[Dataset rows on where objects appear]

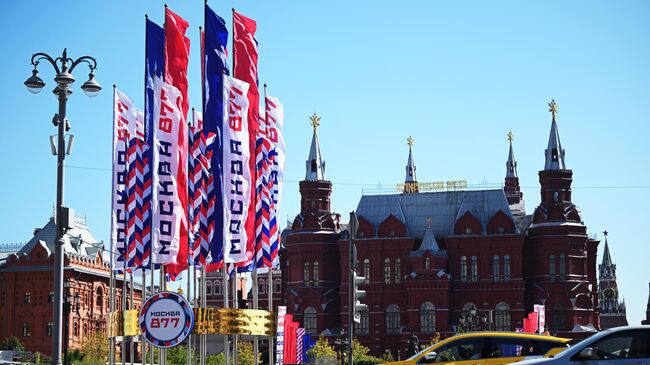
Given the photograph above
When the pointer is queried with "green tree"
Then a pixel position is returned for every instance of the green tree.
(12, 343)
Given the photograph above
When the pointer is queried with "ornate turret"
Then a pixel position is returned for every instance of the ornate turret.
(315, 191)
(315, 163)
(555, 181)
(554, 152)
(410, 182)
(511, 186)
(612, 312)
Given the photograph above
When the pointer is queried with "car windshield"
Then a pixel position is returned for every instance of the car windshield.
(420, 353)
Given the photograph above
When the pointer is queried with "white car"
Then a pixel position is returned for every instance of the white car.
(615, 346)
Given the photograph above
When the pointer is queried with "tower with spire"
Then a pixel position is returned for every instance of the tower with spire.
(612, 312)
(410, 181)
(311, 261)
(511, 186)
(559, 257)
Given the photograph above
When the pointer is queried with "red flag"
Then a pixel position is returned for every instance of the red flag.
(245, 69)
(177, 51)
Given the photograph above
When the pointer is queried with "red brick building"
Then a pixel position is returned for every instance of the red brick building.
(432, 259)
(27, 288)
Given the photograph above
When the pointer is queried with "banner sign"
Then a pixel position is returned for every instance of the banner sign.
(541, 316)
(168, 210)
(166, 319)
(125, 116)
(236, 174)
(279, 346)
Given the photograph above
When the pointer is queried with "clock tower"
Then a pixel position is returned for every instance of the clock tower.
(612, 312)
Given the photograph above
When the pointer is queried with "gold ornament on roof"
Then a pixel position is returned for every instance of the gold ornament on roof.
(314, 121)
(552, 107)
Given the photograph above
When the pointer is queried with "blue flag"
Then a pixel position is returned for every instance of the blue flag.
(215, 41)
(154, 65)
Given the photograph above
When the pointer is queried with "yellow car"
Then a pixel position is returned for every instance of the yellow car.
(487, 348)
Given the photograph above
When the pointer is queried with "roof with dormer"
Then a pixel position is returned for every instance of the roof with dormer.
(443, 208)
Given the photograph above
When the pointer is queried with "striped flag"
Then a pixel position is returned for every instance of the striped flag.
(300, 334)
(245, 68)
(154, 66)
(236, 175)
(215, 41)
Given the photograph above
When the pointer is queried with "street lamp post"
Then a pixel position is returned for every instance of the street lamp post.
(35, 84)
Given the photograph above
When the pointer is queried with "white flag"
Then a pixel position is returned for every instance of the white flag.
(166, 204)
(237, 177)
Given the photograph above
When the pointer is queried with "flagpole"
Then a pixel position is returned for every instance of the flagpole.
(131, 306)
(189, 299)
(270, 298)
(111, 278)
(226, 344)
(204, 304)
(235, 305)
(143, 297)
(124, 304)
(256, 343)
(270, 284)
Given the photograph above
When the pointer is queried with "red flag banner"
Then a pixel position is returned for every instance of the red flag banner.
(245, 69)
(177, 51)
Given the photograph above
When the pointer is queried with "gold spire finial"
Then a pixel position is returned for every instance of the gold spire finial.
(552, 107)
(315, 121)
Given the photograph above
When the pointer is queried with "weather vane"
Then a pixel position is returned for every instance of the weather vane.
(552, 107)
(315, 121)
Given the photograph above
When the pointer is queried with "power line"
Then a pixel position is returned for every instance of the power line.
(376, 184)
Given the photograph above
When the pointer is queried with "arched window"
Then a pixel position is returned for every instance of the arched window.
(392, 319)
(398, 271)
(305, 274)
(463, 268)
(427, 317)
(366, 270)
(558, 318)
(310, 322)
(495, 267)
(474, 268)
(502, 317)
(363, 328)
(99, 296)
(27, 330)
(387, 271)
(551, 267)
(316, 274)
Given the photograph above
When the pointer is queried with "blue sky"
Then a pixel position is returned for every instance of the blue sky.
(455, 75)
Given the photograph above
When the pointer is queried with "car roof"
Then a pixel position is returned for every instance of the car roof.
(522, 335)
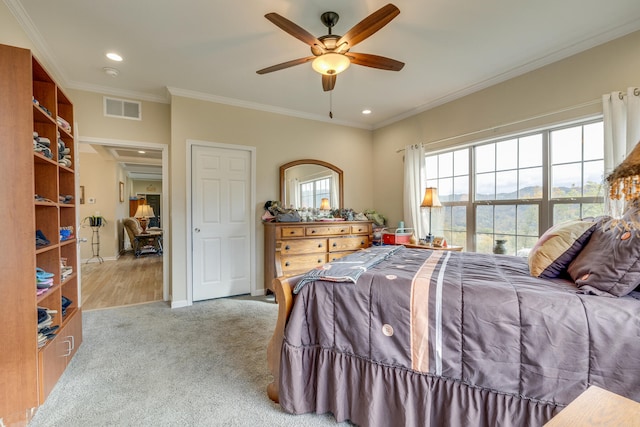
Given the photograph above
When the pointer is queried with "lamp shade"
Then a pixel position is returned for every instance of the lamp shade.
(431, 199)
(144, 211)
(330, 63)
(624, 181)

Written problem: Collect every line that contains the string "ornament" and copy each one out.

Result for this exercise:
When the pointer is queried with "gold ornament on roof"
Then a pixel position is returned for every instance of the gold ornament on roof.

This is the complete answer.